▸ **WRITTEN REQUEST 1**:
Answer these from the interpreter thread, one per line:
(a) What does the comment beside the iadd instruction say it does?
(b) Besides the instruction array and the index to the current instruction, what does the interpreter have?
(c) In which two pseudo-languages does Answer 1 write its code?

Maybe there are some mistakes in my assumptions.

I know interpreting is slow, compiled code is faster but not portable, and a virtual machine "interprets" a code, but how? I am looking for "how exactly/technically interpreting" is done. Any pointers (such as books or web pages) are welcome instead of answers as well.

Answer 1

The CPU architecture you describe is unfortunately too restricted to make this really clear with all the intermediate steps. Instead, I will write pseudo-C and pseudo-x86-assembler, hopefully in a way that is clear without being terribly familiar with C or x86.

The compiled JVM bytecode might look something like this:

ldc 0 # push first first constant (== 1)
ldc 1 # push the second constant (== 2)
iadd # pop two integers and push their sum
istore_0 # pop result and store in local variable

The interpreter has (a binary encoding of) these instructions in an array, and an index referring to the current instruction. It also has an array of constants, and a memory region used as stack and one for local variables. Then the interpreter loop looks like this:

while (true) {
    switch(instructions[pc]) {
    case LDC:
        sp += 1; // make space for constant
        stack[sp] = constants[instructions[pc+1]];
        pc += 2; // two-byte instruction
    case IADD:
        stack[sp-1] += stack[sp]; // add to first operand
        sp -= 1; // pop other operand
        pc += 1; // one-byte instruction
    case ISTORE_0:
        locals[0] = stack[sp];
        sp -= 1; // pop
        pc += 1; // one-byte instruction
    // ... other cases ...
    }
}

This C code is compiled into machine code and run. As you can see, it's highly dynamic: It inspects each bytecode instruction each time that instruction is executed, and all values goes through the stack (i.e. RAM).

While the actual addition itself probably happens in a register, the code surrounding the addition is rather different from what a Java-to-machine code compiler would emit. Here's an excerpt from what a C compiler might turn the above into (pseudo-x86):

.ldc:
incl %esi # increment the variable pc, first half of pc += 2;
movb %ecx, program(%esi) # load byte after instruction
movl %eax, constants(,%ebx,4) # load constant from pool
incl %edi # increment sp
movl %eax, stack(,%edi,4) # write constant onto stack
incl %esi # other half of pc += 2
jmp .EndOfSwitch

.addi
movl %eax, stack(,%edi,4) # load first operand
decl %edi # sp -= 1;
addl stack(,%edi,4), %eax # add
incl %esi # pc += 1;
jmp .EndOfSwitch

You can see that the operands for the addition come from memory instead of being hardcoded, even though for the purposes of the Java program they are constant. That's because for the interpreter, they are not constant. The interpreter is compiled once and then must be able to execute all sorts of programs, without generating specialized code.

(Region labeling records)

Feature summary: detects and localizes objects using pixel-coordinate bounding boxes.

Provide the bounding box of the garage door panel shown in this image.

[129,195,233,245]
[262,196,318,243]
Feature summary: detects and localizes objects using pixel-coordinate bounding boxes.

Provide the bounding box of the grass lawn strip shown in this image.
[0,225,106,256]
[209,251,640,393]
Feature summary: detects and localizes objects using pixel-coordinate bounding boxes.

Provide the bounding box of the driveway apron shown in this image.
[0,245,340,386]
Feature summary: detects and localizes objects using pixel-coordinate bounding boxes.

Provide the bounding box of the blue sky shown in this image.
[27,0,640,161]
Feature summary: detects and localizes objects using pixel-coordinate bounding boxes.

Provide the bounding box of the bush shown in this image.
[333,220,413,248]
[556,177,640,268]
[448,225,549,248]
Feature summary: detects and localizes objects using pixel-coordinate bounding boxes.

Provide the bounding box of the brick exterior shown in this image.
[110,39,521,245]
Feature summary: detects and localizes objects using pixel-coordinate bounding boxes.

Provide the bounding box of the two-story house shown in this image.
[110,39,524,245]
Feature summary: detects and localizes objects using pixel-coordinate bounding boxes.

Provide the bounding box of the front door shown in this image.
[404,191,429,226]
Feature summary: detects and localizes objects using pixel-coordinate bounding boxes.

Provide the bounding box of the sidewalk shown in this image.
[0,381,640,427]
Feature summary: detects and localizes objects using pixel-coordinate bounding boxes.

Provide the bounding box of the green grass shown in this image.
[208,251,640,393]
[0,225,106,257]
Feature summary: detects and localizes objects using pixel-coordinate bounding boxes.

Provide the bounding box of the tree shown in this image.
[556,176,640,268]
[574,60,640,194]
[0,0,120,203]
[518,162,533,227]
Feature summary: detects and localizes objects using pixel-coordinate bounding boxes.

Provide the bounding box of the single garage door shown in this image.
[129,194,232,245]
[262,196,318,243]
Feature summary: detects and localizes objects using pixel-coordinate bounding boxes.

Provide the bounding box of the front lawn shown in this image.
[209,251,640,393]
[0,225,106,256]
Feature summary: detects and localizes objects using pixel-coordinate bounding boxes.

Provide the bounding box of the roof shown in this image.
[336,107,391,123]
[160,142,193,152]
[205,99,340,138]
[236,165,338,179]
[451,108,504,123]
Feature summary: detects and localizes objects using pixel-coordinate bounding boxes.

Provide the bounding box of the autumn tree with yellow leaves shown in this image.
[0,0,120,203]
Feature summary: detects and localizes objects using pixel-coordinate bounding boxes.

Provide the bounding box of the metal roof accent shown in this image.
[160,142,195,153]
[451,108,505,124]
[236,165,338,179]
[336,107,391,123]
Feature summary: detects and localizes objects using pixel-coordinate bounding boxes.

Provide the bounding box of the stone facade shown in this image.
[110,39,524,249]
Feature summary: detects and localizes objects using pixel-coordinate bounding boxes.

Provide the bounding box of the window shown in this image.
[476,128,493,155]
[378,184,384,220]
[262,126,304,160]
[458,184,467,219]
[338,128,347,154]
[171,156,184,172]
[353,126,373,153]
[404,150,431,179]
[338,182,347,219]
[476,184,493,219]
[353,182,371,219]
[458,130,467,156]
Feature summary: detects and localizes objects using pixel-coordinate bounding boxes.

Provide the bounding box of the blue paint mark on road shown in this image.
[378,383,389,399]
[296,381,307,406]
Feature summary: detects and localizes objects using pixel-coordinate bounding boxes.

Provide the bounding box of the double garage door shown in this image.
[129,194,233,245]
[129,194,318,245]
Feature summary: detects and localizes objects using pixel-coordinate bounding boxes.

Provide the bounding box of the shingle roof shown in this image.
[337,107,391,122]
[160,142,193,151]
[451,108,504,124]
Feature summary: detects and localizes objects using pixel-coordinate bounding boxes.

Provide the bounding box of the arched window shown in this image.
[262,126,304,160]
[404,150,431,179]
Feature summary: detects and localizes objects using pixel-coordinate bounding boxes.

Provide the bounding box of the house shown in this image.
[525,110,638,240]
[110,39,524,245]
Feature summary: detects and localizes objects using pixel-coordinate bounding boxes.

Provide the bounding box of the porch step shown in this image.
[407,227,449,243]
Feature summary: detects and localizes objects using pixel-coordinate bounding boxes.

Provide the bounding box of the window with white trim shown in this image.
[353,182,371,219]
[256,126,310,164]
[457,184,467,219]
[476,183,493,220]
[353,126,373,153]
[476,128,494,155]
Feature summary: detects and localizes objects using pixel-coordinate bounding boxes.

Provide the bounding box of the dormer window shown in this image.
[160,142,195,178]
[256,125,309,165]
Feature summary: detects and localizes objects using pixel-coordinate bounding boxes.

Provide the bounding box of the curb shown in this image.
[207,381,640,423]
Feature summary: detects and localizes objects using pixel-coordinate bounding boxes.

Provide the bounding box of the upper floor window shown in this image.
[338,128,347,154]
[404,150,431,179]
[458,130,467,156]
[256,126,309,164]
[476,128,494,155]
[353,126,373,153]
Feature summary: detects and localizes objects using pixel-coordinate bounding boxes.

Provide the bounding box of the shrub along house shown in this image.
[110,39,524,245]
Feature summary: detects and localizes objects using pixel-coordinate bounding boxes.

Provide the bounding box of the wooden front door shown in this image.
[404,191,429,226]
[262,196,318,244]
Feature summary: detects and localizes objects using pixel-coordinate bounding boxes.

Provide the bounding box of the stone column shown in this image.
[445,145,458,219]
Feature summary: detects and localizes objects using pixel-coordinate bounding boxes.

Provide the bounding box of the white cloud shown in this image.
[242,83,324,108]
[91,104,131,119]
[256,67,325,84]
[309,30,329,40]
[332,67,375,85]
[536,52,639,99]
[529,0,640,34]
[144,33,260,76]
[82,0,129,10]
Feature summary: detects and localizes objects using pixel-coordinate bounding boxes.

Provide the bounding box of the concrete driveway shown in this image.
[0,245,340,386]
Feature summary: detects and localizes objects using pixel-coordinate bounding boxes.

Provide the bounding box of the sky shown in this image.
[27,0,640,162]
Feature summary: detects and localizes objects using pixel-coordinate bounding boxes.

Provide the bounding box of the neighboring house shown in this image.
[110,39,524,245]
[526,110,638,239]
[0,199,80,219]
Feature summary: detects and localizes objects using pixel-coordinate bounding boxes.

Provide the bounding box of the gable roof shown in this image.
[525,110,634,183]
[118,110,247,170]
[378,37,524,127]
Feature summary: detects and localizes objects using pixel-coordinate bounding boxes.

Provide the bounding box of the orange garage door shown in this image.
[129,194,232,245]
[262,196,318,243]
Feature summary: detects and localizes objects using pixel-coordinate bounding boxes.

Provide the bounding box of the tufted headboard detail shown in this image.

* * *

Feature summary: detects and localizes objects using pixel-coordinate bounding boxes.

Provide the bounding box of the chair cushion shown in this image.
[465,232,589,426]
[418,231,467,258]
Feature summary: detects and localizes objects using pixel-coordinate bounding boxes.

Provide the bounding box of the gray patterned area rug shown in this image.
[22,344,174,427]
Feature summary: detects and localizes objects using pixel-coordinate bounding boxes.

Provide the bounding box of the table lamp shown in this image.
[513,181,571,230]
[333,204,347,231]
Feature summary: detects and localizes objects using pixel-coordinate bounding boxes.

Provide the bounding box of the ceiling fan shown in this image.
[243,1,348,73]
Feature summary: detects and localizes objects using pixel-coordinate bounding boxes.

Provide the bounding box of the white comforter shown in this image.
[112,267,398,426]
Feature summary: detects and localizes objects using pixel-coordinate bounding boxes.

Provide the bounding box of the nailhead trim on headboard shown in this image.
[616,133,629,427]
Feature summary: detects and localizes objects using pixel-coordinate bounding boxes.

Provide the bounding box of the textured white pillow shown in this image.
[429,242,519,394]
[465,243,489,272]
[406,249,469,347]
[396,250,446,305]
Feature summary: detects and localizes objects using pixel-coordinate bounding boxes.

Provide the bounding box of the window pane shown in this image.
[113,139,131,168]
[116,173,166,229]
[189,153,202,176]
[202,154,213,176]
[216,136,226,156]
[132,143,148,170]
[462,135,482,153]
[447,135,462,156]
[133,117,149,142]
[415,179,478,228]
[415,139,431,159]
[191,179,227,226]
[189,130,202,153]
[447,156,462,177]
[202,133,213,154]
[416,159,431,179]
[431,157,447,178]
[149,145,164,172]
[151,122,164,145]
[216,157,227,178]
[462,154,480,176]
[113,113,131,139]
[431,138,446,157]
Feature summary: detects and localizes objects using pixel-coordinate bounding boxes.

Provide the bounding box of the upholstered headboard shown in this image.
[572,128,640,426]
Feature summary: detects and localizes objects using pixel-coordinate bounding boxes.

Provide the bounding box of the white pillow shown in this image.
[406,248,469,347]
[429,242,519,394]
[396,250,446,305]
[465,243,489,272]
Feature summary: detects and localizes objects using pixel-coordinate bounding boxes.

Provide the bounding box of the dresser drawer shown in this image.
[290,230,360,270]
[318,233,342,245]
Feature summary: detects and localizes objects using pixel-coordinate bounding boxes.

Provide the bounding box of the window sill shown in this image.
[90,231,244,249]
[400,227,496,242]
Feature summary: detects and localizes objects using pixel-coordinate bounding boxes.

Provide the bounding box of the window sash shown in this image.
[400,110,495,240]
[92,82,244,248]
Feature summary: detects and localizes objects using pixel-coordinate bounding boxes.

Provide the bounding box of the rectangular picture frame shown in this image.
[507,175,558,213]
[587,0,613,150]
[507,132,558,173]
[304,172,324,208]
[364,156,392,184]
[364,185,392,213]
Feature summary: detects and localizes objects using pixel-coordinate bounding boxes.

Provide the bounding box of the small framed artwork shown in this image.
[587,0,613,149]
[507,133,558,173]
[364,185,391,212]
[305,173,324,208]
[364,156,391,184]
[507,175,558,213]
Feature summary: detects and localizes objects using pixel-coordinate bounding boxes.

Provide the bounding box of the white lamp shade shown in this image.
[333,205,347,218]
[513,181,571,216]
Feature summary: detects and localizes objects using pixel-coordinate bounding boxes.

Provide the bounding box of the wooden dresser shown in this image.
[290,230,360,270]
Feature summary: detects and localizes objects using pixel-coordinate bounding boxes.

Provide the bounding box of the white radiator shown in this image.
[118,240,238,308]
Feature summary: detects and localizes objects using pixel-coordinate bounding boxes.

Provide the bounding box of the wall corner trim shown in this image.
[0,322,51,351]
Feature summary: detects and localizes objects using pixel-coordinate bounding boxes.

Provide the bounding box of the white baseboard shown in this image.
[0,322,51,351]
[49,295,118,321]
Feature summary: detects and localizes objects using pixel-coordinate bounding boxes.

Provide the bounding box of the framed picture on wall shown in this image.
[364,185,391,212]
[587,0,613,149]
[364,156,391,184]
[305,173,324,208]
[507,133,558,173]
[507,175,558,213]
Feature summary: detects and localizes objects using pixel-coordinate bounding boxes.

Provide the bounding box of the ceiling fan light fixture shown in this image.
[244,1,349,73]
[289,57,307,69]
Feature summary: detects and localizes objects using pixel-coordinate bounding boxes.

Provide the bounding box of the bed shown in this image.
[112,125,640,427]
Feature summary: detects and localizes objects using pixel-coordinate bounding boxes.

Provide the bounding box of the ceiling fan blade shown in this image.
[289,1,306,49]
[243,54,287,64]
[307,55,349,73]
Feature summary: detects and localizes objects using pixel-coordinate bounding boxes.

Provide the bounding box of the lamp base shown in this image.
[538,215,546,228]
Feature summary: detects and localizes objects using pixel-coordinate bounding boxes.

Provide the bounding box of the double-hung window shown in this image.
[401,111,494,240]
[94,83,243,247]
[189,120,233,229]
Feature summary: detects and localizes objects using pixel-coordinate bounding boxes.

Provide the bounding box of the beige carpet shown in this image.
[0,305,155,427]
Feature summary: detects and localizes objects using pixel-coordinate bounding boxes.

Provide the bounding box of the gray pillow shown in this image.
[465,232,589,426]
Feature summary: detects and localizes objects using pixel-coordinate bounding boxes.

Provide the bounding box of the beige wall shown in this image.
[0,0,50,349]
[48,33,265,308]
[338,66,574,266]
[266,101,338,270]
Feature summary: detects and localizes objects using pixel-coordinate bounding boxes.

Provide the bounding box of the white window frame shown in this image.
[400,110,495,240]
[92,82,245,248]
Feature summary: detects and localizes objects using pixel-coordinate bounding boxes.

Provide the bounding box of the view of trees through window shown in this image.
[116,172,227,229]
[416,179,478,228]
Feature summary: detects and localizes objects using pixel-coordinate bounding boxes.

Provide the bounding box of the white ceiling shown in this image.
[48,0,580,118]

▸ **WRITTEN REQUEST 2**: Pull out every line of the records above that contains the word "beige".

▸ **WRITTEN ANSWER 1**:
(a) It pops two integers and pushes their sum.
(b) An array of constants, a memory region used as a stack, and one for local variables.
(c) Pseudo-C and pseudo-x86-assembler.

▸ **WRITTEN ANSWER 2**:
Provide the bounding box of the beige carpet shown in this image.
Provide the bounding box of the beige wall shown in this image.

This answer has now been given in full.